Clubmen were bands of local defence vigilantes during the English Civil War (1642–1651) who tried to protect their localities against the excesses of the armies of both sides in the war. They sought to join together to prevent their wives and daughters being raped by soldiers of both sides, themselves being forcibly conscripted to fight by one side or the other, their crops and property being damaged or seized by the armies and their lives threatened or intimidated by soldiers, battle followers, looters, deserters or refugees. As their name suggests, they were mostly armed with cudgels, flails, scythes and sickles fastened to long poles. They were otherwise unarmed.

Initially Clubmen gatherings came together spontaneously in response to the actions of soldiers in their localities but as the war went on Clubmen in some areas were organised by the local gentry and churchmen and were a force which both sides in the war had to take into account when planning a campaign and garrisoning some areas, particularly in the south and west. The Clubmen, distinguishing themselves by white ribbands, were of a third party, neither Royalist nor Parliamentarian, and they were repressed severely by the authorities on both sides. Though Lord Fairfax met with Clubmen and negotiated with them, eventually he moved against them.

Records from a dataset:
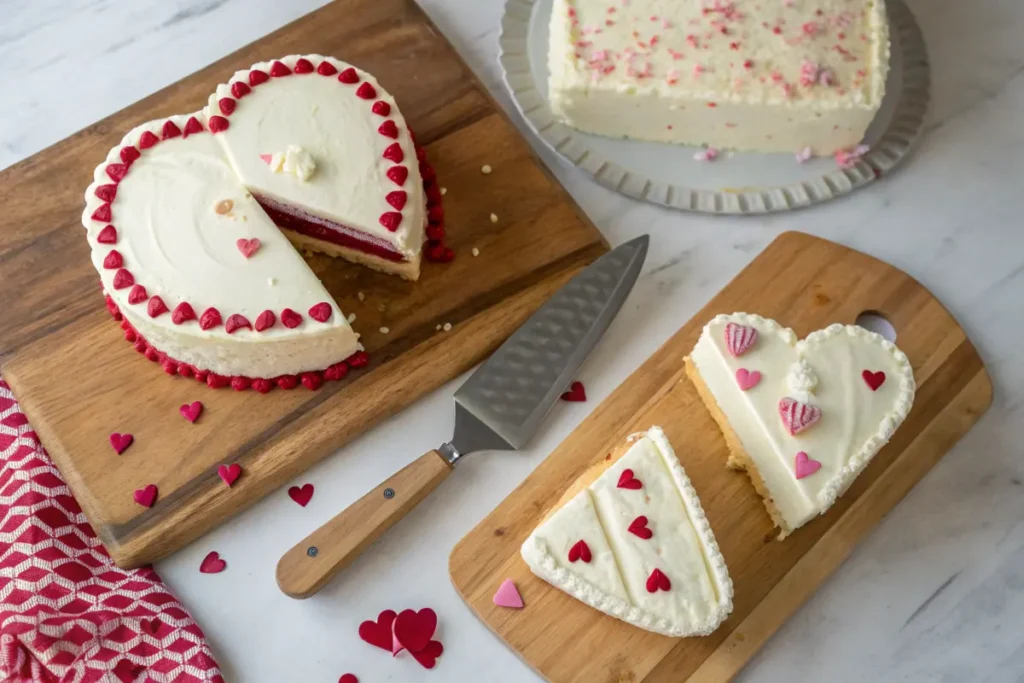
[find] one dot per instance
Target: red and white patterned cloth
(67, 612)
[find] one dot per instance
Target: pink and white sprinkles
(798, 416)
(739, 338)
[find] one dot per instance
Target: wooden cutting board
(805, 283)
(79, 381)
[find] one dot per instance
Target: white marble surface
(935, 593)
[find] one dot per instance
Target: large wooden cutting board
(804, 283)
(78, 380)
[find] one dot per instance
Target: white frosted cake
(803, 418)
(631, 539)
(749, 75)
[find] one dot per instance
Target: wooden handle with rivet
(304, 568)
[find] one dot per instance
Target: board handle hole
(876, 322)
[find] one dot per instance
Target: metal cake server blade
(499, 408)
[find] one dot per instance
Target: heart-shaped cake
(631, 539)
(820, 410)
(194, 222)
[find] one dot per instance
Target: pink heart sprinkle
(748, 379)
(805, 466)
(248, 247)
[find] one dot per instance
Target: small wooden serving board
(804, 283)
(78, 379)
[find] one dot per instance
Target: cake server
(499, 408)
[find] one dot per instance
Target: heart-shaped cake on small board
(820, 410)
(196, 220)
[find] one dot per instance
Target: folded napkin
(67, 612)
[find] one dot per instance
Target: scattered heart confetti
(229, 473)
(121, 441)
(301, 495)
(145, 497)
(379, 633)
(576, 394)
(190, 412)
(212, 563)
(508, 595)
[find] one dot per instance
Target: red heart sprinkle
(321, 311)
(145, 497)
(182, 313)
(156, 306)
(137, 294)
(397, 199)
(428, 655)
(113, 260)
(229, 473)
(217, 124)
(357, 359)
(209, 318)
(146, 140)
(336, 372)
(290, 318)
(248, 247)
(580, 551)
(193, 126)
(394, 154)
(397, 174)
(639, 527)
(873, 380)
(302, 495)
(414, 630)
(108, 236)
(102, 213)
(212, 563)
(128, 155)
(123, 279)
(237, 322)
(190, 412)
(657, 581)
(107, 193)
(627, 480)
(391, 220)
(170, 130)
(377, 633)
(265, 321)
(576, 394)
(121, 441)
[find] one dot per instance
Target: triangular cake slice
(328, 155)
(631, 539)
(802, 417)
(205, 282)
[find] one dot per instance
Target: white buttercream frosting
(682, 546)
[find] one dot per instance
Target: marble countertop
(936, 592)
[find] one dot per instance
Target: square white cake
(749, 75)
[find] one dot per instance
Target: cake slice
(631, 540)
(737, 74)
(802, 418)
(204, 281)
(328, 155)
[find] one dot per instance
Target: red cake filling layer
(303, 222)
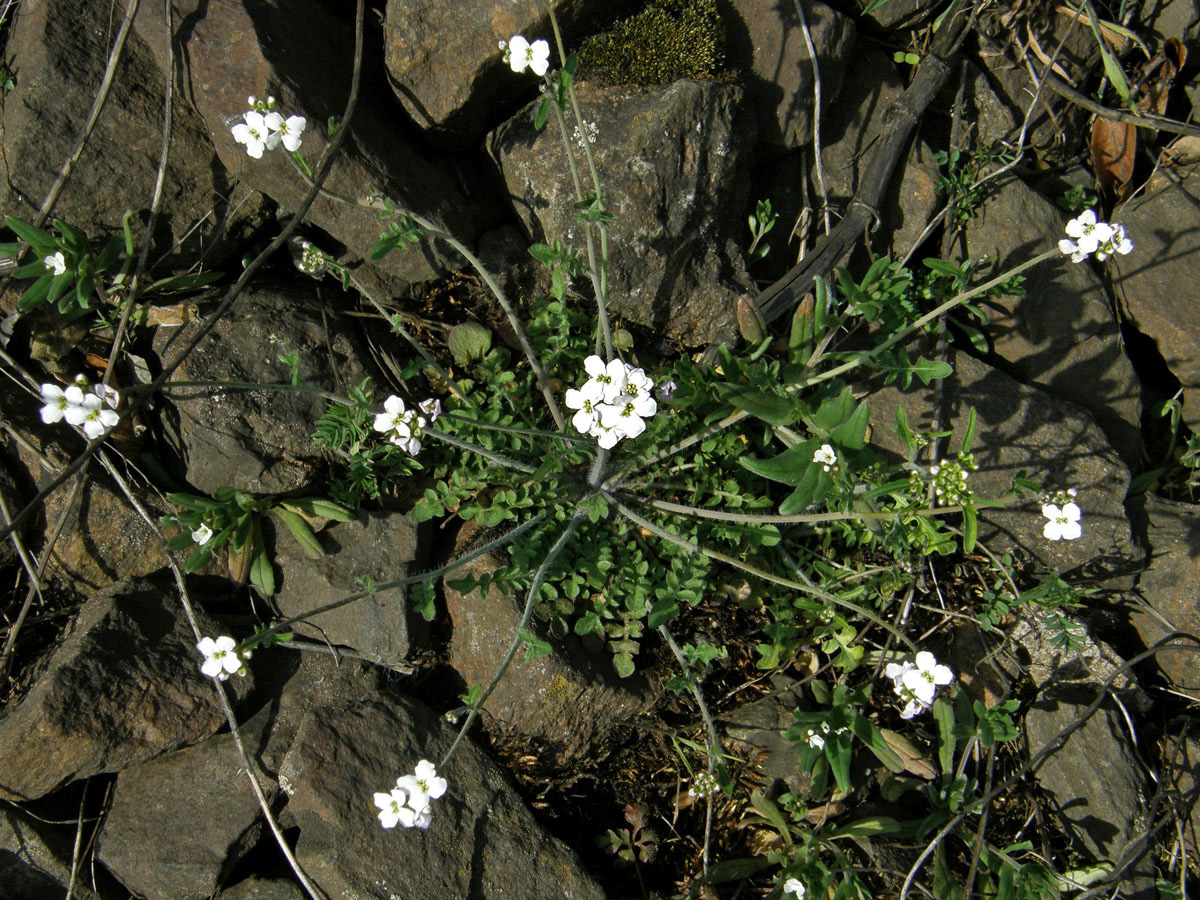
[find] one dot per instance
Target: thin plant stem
(526, 616)
(695, 549)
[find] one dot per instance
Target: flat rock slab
(483, 841)
(1158, 277)
(123, 688)
(1169, 588)
(379, 545)
(1061, 334)
(1055, 442)
(257, 441)
(59, 49)
(178, 825)
(673, 165)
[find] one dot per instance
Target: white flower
(57, 263)
(94, 417)
(522, 54)
(60, 402)
(431, 407)
(286, 130)
(1063, 521)
(826, 456)
(255, 133)
(927, 677)
(393, 809)
(220, 659)
(423, 786)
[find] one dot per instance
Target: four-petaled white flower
(256, 135)
(917, 683)
(1086, 235)
(286, 130)
(221, 658)
(57, 263)
(58, 402)
(826, 456)
(521, 54)
(1063, 521)
(403, 426)
(613, 402)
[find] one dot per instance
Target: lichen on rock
(666, 41)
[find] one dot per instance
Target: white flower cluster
(613, 402)
(917, 683)
(1087, 237)
(55, 263)
(520, 54)
(403, 426)
(408, 802)
(265, 130)
(827, 456)
(221, 659)
(1063, 515)
(94, 408)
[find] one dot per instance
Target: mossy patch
(666, 41)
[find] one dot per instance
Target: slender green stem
(498, 459)
(531, 605)
(695, 549)
(401, 582)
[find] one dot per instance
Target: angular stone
(567, 701)
(123, 688)
(258, 441)
(59, 51)
(233, 48)
(1153, 276)
(447, 66)
(178, 825)
(1061, 334)
(35, 862)
(379, 545)
(673, 162)
(1093, 777)
(480, 834)
(1169, 587)
(1056, 443)
(765, 42)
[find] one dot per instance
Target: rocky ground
(119, 775)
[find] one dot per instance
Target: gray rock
(35, 862)
(256, 888)
(1152, 277)
(258, 441)
(567, 701)
(481, 838)
(233, 48)
(1019, 427)
(673, 163)
(765, 41)
(379, 545)
(59, 51)
(1093, 778)
(1169, 587)
(178, 825)
(851, 127)
(1061, 334)
(447, 66)
(123, 688)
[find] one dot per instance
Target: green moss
(666, 41)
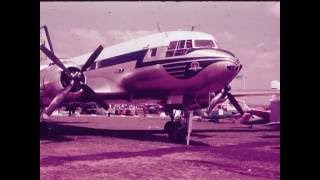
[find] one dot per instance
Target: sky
(251, 30)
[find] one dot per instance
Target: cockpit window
(178, 48)
(181, 44)
(153, 52)
(204, 43)
(173, 45)
(189, 44)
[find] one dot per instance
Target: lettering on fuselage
(177, 67)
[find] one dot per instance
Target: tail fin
(45, 40)
(275, 84)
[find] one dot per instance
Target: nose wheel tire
(177, 133)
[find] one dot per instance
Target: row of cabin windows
(178, 48)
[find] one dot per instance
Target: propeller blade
(93, 95)
(92, 58)
(56, 102)
(215, 100)
(235, 103)
(54, 58)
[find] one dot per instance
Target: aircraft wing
(104, 86)
(255, 93)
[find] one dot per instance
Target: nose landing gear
(179, 128)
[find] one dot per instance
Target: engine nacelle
(52, 82)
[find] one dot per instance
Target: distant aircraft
(175, 69)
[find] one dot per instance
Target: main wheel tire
(168, 127)
(176, 132)
(180, 135)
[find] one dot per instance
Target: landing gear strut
(179, 130)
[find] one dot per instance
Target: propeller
(222, 94)
(74, 80)
(54, 59)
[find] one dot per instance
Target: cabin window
(180, 52)
(189, 43)
(204, 43)
(169, 53)
(181, 44)
(178, 48)
(153, 52)
(173, 45)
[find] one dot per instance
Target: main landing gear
(179, 129)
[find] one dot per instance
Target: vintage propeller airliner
(176, 69)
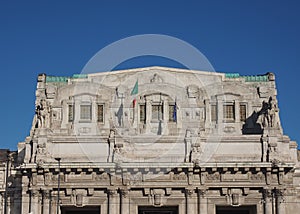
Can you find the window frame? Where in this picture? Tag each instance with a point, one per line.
(229, 113)
(160, 112)
(98, 115)
(89, 118)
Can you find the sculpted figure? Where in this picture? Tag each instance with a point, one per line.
(272, 112)
(269, 111)
(42, 113)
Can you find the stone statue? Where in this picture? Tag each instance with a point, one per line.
(269, 111)
(272, 111)
(42, 112)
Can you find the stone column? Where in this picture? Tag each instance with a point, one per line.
(190, 201)
(112, 201)
(202, 206)
(46, 202)
(124, 201)
(268, 201)
(34, 201)
(280, 207)
(207, 113)
(237, 111)
(220, 112)
(1, 203)
(148, 115)
(25, 202)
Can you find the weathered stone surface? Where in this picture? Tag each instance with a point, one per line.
(188, 141)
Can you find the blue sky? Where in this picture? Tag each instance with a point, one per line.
(59, 37)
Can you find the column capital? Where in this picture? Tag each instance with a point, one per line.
(124, 192)
(189, 191)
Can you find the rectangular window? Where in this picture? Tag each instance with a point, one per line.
(157, 112)
(229, 112)
(143, 113)
(172, 113)
(214, 113)
(85, 112)
(70, 113)
(100, 113)
(243, 112)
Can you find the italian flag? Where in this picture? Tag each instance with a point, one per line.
(135, 91)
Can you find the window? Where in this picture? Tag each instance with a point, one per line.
(100, 113)
(229, 112)
(70, 113)
(85, 112)
(143, 113)
(157, 112)
(243, 112)
(172, 113)
(214, 112)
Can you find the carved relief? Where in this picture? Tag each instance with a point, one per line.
(213, 177)
(157, 197)
(156, 79)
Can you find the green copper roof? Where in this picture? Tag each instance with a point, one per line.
(257, 78)
(65, 79)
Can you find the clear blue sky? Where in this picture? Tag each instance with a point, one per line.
(59, 37)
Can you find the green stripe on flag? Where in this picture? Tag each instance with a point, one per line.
(135, 89)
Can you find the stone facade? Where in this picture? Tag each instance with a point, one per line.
(155, 139)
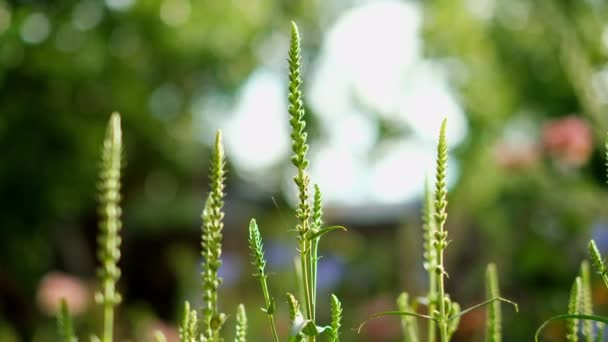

Things to do:
1. Answer these questions from the Clubmen text above the entries:
(a) What were the Clubmen mostly armed with?
(b) How did the Clubmen distinguish themselves?
(c) As the war went on, who organized the Clubmen in some areas?
2. Using the Clubmen text above the entries, explain in one to three sentences why the Clubmen joined together.
3. Please continue the Clubmen text above the entries from the point where it stops.

Answers by item:
1.
(a) Cudgels, flails, scythes, and sickles fastened to long poles.
(b) By white ribbands.
(c) The local gentry and churchmen.

2. They banded together to protect their localities from the excesses of both armies in the English Civil War. They sought to prevent their wives and daughters being raped by soldiers, themselves being forcibly conscripted, their crops and property being damaged or seized, and their lives being threatened or intimidated by soldiers, battle followers, looters, deserters, or refugees.

3.
== Woodbury Declaration ==

Organised Clubmen in Worcestershire met on Woodbury Hill on 5 March 1645 and under the leadership of Charles Nott, the parson of Shelsley Beauchamp drew up the Woodbury Declaration, which protests at the "utter ruin by the outrages and violence of the soldier; threatening to fire our houses; endeavouring to ravish our wives and daughters, and menacing our persons", and presented it to Henry Bromley (of Holt), the Royalist Sheriff of Worcestershire.

== Dispersing the Clubmen ==
In theory, the Clubmen of Dorset and Wiltshire operated as a single group, but in practice they were divided, with the Clubmen from the Langport area explicitly dissociating themselves from other areas within the broad region. This division contributed to differing reactions to the arrival of the Parliamentarians and their New Model Army in mid-1645; the Langport Clubmen assisted the Parliamentarians, while the broader Dorset-Wiltshire Clubmen rose up against them.

Historian Ronald Hutton theorizes that the reason for the different reaction is due to their differing experiences within the war. The Langport Clubmen had only experienced occupation by the "underpaid and unruly royalists", while the Dorset-Wiltshire Clubmen had experienced occupation by both the Royalists and by the Parliamentarians.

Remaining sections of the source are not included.